─── EXTRACTED DATA ───
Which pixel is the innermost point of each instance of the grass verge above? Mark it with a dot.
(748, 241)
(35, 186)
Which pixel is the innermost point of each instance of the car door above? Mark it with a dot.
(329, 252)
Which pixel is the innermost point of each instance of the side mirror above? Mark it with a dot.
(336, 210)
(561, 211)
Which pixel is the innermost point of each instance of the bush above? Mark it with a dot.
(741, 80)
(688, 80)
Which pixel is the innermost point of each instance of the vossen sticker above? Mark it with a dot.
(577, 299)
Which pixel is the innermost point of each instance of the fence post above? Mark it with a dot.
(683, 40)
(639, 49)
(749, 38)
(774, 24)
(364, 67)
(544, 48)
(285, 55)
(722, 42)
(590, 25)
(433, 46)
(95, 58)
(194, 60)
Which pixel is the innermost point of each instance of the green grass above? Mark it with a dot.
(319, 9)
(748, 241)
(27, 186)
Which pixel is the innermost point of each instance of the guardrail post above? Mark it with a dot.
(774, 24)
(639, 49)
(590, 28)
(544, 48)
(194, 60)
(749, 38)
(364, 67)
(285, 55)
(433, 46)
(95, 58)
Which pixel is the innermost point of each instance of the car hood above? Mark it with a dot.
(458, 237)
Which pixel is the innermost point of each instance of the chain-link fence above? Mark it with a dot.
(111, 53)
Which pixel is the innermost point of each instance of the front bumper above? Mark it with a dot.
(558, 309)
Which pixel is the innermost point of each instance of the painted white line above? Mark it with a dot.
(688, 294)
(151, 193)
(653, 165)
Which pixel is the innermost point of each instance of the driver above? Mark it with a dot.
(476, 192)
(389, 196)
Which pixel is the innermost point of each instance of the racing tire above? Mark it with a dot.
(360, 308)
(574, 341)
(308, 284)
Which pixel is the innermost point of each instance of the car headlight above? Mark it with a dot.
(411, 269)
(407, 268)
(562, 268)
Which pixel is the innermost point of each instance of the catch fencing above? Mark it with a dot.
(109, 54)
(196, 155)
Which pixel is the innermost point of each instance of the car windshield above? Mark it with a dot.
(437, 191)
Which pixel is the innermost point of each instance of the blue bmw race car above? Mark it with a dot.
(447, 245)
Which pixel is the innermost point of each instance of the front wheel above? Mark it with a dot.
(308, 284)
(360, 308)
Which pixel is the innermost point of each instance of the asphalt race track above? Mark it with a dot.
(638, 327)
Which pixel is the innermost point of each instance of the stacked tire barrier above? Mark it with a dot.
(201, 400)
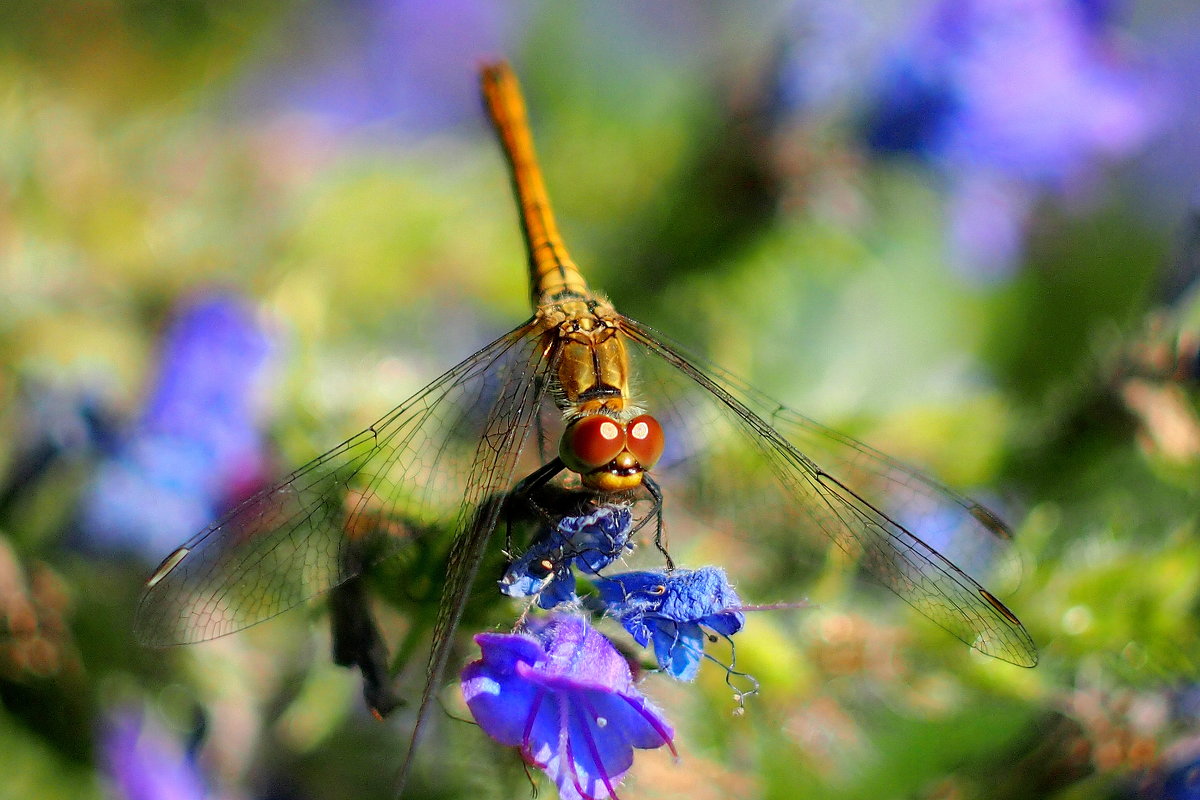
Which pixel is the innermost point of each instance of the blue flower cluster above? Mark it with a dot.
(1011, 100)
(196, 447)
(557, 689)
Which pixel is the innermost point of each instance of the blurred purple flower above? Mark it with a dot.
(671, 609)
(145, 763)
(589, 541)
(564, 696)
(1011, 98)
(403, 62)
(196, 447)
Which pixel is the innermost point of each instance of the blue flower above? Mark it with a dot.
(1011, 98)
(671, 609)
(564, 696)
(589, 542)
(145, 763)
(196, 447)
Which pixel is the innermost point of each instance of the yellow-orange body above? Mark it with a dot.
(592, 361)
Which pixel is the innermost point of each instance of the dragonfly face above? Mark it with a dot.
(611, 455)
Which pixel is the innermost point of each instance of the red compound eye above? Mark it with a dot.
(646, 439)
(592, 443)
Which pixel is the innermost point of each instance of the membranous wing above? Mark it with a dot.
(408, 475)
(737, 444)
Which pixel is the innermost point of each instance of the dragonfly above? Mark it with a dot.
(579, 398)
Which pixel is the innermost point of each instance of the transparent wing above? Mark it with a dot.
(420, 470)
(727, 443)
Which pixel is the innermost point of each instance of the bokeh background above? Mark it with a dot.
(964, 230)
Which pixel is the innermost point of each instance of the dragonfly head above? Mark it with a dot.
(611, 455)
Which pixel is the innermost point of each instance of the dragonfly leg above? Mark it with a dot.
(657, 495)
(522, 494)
───
─── EXTRACTED DATA ───
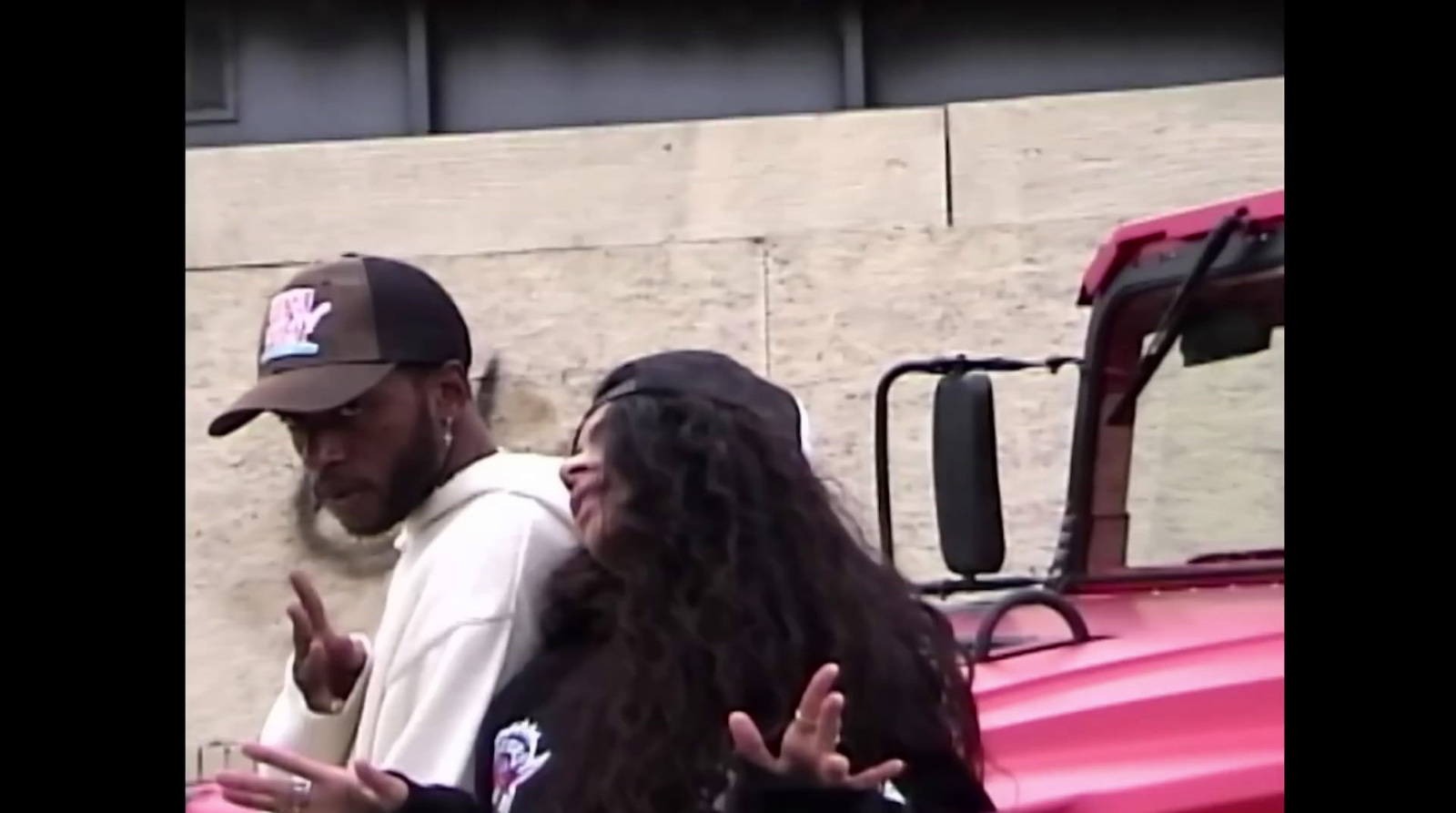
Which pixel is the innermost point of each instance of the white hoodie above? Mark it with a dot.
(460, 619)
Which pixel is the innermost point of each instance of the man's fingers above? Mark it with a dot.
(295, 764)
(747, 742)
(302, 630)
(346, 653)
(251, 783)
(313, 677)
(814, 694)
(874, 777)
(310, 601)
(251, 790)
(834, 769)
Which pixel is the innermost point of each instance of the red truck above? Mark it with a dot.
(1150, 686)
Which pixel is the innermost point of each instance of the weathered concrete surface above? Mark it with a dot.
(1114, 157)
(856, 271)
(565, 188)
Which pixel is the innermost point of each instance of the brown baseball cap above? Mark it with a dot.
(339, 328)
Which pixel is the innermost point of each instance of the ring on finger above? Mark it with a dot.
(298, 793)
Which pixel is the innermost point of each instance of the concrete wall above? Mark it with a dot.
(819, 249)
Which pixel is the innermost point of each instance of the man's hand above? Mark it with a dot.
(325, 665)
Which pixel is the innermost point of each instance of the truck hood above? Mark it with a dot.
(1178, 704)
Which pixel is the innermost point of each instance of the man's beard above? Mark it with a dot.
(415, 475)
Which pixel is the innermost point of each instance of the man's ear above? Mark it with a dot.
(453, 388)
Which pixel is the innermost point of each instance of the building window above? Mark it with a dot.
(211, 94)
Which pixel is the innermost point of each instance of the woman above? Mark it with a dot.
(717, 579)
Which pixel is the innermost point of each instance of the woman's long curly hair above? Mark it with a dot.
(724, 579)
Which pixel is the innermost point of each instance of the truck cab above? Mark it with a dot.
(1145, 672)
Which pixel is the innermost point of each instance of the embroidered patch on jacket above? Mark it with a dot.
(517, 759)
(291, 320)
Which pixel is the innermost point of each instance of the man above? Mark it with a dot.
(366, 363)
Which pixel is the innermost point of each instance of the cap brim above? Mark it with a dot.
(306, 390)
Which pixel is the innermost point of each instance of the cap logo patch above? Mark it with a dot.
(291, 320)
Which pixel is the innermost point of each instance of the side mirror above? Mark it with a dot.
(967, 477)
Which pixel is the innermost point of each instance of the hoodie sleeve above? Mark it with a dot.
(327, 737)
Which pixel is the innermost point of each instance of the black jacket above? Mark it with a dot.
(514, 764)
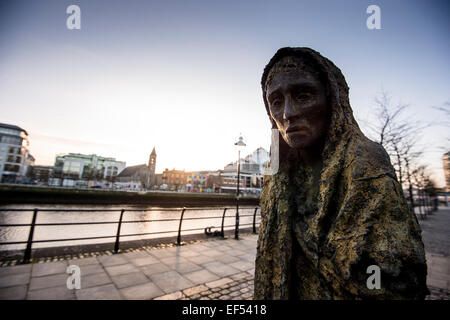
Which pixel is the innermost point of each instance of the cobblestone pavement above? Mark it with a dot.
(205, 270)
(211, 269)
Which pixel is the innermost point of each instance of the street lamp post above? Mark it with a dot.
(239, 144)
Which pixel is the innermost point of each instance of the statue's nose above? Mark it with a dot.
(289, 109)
───
**GOAL:** Return every line of the material above that contains the word "patch".

**SOLUTION TO THIS PROBLEM:**
Which pixel is the innermost point of each instance of the embroidered patch on jacket above? Mark it with a dot.
Which pixel is the innermost point of each instance of the cap logo patch above? Mark it with a dot.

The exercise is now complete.